**WHAT TO WORK ON:**
Please express everything from the item on the line containing "the form (146,201);" down to the end of the items as a two-column CSV with the columns text and answer, one row per item, each value in a single quoted field with line breaks turned into spaces. Leave the pictures out.

[START OF DATA EXTRACT]

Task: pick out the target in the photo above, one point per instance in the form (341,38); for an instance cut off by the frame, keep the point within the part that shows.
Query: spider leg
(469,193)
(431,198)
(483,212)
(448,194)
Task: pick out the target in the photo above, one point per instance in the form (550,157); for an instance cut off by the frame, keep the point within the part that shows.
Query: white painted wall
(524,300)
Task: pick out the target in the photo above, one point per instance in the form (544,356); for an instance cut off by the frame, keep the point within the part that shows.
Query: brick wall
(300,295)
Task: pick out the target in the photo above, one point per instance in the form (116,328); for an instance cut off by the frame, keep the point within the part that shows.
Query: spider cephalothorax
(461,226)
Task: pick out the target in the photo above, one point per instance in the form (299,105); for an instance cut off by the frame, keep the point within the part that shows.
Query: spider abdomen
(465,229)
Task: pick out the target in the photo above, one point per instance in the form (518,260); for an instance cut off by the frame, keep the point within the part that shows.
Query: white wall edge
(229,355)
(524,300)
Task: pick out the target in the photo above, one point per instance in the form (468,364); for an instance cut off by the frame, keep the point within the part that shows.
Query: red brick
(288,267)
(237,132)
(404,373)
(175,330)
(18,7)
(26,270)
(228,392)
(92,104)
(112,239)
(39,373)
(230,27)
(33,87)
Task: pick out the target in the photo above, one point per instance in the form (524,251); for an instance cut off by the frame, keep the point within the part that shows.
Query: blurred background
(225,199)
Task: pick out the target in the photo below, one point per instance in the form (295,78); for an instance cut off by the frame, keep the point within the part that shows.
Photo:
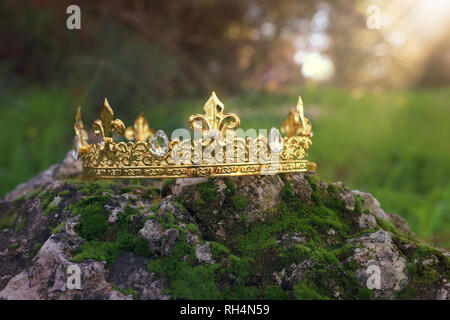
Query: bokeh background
(374,76)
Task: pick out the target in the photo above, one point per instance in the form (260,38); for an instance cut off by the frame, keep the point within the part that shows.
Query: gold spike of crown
(217,148)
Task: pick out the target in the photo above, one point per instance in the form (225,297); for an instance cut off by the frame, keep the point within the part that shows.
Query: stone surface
(274,236)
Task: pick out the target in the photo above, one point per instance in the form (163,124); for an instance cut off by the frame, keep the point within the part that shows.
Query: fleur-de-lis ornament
(81,135)
(107,125)
(296,124)
(140,131)
(214,119)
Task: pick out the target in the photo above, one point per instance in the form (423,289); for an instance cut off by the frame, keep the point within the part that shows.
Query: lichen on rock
(290,236)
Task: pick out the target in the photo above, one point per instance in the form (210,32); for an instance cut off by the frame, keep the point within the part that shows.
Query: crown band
(216,149)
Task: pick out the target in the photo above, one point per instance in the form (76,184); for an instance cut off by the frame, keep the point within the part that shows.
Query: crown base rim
(215,170)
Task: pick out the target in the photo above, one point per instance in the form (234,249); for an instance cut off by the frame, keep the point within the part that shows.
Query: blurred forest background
(374,76)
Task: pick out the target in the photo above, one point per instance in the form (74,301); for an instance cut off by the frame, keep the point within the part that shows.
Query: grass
(391,144)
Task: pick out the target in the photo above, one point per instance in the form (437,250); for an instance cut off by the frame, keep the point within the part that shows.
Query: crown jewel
(218,147)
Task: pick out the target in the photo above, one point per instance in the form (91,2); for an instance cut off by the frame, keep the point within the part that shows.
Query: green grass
(392,144)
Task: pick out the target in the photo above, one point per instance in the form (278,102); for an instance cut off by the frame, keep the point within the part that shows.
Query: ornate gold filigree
(107,125)
(296,124)
(142,158)
(81,136)
(214,118)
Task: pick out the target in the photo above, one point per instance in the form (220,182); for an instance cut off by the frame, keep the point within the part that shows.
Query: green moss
(358,204)
(7,221)
(58,228)
(94,223)
(192,228)
(364,294)
(19,199)
(64,193)
(21,225)
(36,248)
(208,191)
(386,225)
(128,291)
(92,188)
(14,245)
(219,250)
(51,208)
(272,292)
(307,290)
(239,202)
(106,243)
(231,188)
(46,198)
(422,277)
(167,186)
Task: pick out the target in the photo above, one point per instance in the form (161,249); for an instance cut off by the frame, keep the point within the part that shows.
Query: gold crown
(218,148)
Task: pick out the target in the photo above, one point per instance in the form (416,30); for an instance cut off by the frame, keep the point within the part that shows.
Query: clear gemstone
(160,144)
(77,147)
(275,140)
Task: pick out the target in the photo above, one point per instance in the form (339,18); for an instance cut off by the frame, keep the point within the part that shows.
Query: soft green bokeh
(394,145)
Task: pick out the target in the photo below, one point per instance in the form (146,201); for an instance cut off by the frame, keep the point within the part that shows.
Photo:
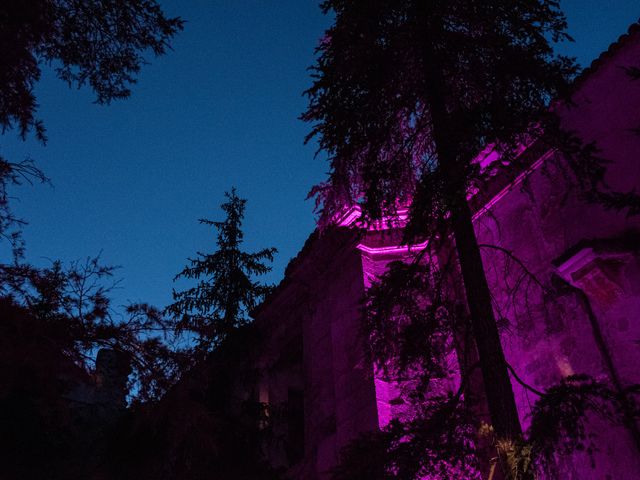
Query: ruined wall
(532,232)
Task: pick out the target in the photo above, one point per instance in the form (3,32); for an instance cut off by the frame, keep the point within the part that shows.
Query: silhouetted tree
(99,43)
(226,290)
(73,309)
(405,96)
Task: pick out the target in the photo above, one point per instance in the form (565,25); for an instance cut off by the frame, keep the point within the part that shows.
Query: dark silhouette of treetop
(99,43)
(407,94)
(226,290)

[END OF DATA EXTRACT]

**EXPECTED OUTPUT:**
text,answer
"Task: pick out the target in the photo below, one point per instance in the form (146,201); for an instance cut off by the frame, keep the point within the part that shows. Photo: Query: ruined wall","(532,232)"
"Task: pick out the target in the photo above, one point per instance in the form (3,32); for an instance cut off by the frame, keep the point within the part that shows. Query: silhouetted tree","(99,43) (226,290) (73,309) (405,96)"
"Task: pick out the target in the photo above, one point per instance in the form (565,25); for an instance cut off by the frame, keep the point within the part that shows. Query: dark silhouette of treetop","(99,43) (407,94) (226,290)"